What the task requires
Pull every line with "Below" from the data.

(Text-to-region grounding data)

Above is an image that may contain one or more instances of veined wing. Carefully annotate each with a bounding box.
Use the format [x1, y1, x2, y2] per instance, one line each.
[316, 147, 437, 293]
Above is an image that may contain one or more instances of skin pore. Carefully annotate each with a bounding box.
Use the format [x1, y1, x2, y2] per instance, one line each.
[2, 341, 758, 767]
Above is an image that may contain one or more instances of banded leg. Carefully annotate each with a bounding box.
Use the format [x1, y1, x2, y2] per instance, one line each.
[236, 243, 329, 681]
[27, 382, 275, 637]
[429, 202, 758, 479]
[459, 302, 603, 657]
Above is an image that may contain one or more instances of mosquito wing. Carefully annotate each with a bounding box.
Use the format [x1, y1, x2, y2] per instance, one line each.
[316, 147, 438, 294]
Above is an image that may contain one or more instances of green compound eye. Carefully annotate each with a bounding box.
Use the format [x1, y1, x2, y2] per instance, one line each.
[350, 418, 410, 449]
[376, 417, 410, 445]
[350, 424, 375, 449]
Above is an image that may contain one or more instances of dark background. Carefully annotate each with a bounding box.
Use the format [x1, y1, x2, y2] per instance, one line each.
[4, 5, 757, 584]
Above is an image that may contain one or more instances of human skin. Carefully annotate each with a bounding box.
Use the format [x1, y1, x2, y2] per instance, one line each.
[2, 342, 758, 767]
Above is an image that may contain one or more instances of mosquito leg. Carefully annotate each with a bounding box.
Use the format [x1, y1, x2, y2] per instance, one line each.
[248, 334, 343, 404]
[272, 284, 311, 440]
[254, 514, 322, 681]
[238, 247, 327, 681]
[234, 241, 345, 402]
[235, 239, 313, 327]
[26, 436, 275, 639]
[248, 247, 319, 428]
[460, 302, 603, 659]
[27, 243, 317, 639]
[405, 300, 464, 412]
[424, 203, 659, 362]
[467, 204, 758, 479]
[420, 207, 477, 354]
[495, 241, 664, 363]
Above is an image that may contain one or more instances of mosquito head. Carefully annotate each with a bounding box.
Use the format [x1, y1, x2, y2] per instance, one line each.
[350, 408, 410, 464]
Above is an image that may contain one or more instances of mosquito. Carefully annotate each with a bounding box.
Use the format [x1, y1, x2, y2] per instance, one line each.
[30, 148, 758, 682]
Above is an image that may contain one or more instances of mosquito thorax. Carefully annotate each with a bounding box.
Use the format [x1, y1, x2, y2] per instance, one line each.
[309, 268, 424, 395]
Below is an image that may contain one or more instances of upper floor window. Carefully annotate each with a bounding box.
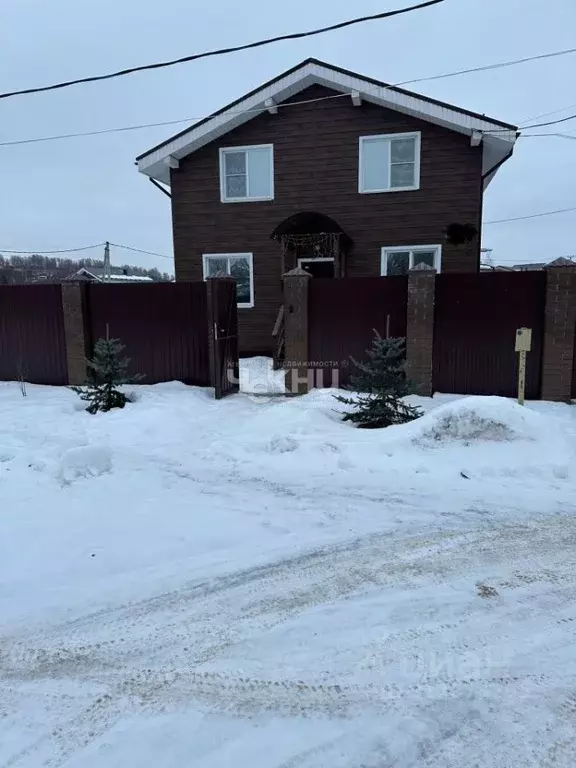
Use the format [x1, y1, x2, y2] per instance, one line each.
[219, 145, 274, 203]
[359, 132, 421, 194]
[202, 253, 254, 308]
[381, 245, 441, 276]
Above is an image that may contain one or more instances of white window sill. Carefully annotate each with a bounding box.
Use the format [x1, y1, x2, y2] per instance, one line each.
[359, 186, 420, 194]
[221, 196, 274, 204]
[238, 302, 254, 309]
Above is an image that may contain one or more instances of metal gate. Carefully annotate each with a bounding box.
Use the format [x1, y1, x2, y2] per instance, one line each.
[207, 278, 240, 399]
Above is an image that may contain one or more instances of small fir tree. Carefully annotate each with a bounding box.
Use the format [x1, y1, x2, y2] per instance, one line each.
[72, 337, 142, 414]
[335, 333, 422, 429]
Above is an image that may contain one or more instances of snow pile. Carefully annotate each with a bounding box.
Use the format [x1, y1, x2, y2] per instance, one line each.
[57, 444, 112, 484]
[239, 356, 286, 395]
[406, 396, 547, 445]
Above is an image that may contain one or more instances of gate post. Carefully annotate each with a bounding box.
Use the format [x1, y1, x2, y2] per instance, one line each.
[283, 267, 311, 395]
[541, 261, 576, 402]
[406, 263, 436, 397]
[61, 282, 89, 385]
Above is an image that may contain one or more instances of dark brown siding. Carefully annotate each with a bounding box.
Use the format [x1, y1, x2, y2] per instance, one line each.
[433, 272, 546, 399]
[308, 276, 408, 388]
[87, 283, 210, 385]
[171, 85, 483, 354]
[0, 285, 68, 384]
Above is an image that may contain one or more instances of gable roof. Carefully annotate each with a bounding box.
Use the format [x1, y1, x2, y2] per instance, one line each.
[137, 58, 518, 188]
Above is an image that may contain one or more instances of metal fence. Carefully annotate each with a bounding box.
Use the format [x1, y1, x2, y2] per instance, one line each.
[308, 276, 408, 388]
[433, 272, 546, 398]
[306, 272, 549, 398]
[0, 281, 239, 395]
[0, 285, 68, 384]
[87, 282, 211, 386]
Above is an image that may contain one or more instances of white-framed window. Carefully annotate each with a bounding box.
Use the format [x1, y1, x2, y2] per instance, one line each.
[359, 132, 421, 193]
[381, 245, 441, 276]
[202, 253, 254, 308]
[219, 145, 274, 202]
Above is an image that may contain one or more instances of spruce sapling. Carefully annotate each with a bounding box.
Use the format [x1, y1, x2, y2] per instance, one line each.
[335, 333, 422, 428]
[72, 337, 143, 414]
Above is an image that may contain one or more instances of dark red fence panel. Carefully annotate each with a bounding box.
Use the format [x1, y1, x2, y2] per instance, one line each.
[308, 276, 408, 388]
[87, 282, 210, 385]
[0, 285, 68, 384]
[433, 272, 546, 398]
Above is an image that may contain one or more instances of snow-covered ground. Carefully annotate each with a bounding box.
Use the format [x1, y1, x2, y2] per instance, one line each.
[1, 358, 576, 767]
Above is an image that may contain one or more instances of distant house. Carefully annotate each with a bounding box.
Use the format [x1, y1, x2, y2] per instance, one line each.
[506, 257, 575, 271]
[66, 267, 153, 283]
[137, 57, 518, 354]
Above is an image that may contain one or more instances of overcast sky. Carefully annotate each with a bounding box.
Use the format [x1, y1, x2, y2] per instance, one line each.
[1, 0, 575, 271]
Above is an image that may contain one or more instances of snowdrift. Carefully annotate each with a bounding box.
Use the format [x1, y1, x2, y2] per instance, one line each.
[403, 396, 548, 445]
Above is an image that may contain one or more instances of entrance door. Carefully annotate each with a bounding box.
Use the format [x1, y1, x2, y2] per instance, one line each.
[298, 259, 334, 278]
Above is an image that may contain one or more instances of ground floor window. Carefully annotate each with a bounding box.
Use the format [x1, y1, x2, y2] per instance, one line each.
[380, 245, 441, 276]
[202, 253, 254, 308]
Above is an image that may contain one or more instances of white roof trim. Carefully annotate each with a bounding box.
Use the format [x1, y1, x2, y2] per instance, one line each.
[137, 61, 517, 187]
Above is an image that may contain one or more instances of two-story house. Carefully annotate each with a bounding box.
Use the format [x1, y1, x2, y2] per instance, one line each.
[136, 59, 517, 355]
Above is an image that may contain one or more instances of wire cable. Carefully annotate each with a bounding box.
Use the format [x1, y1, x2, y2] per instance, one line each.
[0, 93, 349, 148]
[0, 1, 444, 100]
[518, 101, 576, 126]
[519, 112, 576, 130]
[484, 112, 576, 135]
[391, 46, 576, 88]
[0, 243, 104, 254]
[520, 132, 576, 140]
[10, 46, 576, 149]
[484, 205, 576, 225]
[110, 243, 172, 260]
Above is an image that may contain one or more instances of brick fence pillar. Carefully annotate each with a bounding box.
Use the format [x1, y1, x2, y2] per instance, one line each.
[406, 263, 436, 397]
[61, 283, 88, 385]
[541, 263, 576, 402]
[283, 267, 311, 395]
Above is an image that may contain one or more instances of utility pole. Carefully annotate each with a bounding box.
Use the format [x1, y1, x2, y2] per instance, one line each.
[103, 241, 110, 281]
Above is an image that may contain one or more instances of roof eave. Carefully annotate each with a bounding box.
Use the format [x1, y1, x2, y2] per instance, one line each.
[137, 59, 518, 186]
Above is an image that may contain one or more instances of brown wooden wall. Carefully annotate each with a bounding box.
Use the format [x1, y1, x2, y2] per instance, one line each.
[170, 84, 484, 355]
[572, 326, 576, 400]
[433, 272, 546, 399]
[308, 277, 408, 388]
[0, 285, 68, 384]
[86, 283, 211, 386]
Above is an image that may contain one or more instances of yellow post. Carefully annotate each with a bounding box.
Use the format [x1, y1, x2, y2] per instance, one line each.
[515, 328, 532, 406]
[517, 350, 527, 406]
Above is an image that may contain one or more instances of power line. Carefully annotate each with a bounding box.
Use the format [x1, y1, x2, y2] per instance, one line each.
[0, 93, 349, 148]
[484, 205, 576, 225]
[110, 243, 172, 260]
[0, 243, 104, 254]
[0, 1, 444, 101]
[485, 112, 576, 135]
[520, 132, 576, 140]
[520, 112, 576, 130]
[518, 101, 576, 126]
[6, 45, 576, 149]
[392, 46, 576, 88]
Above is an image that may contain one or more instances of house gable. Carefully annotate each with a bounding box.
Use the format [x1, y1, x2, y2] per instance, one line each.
[137, 58, 517, 189]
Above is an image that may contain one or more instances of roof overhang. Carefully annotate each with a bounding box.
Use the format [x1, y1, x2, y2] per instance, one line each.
[137, 59, 517, 190]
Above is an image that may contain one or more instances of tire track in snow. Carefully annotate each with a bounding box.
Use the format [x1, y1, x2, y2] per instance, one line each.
[0, 669, 561, 768]
[3, 514, 576, 767]
[4, 515, 576, 680]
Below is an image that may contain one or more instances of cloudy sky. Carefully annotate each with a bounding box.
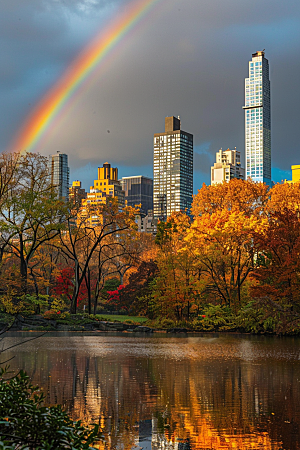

Expected answer
Below is an image that may contain one or more instances of upper floor window. Carefully annotate each with a bounding box.
Below is an image that may contain one or more instances of cloudy sky. Carefully annotate each with a bounding box.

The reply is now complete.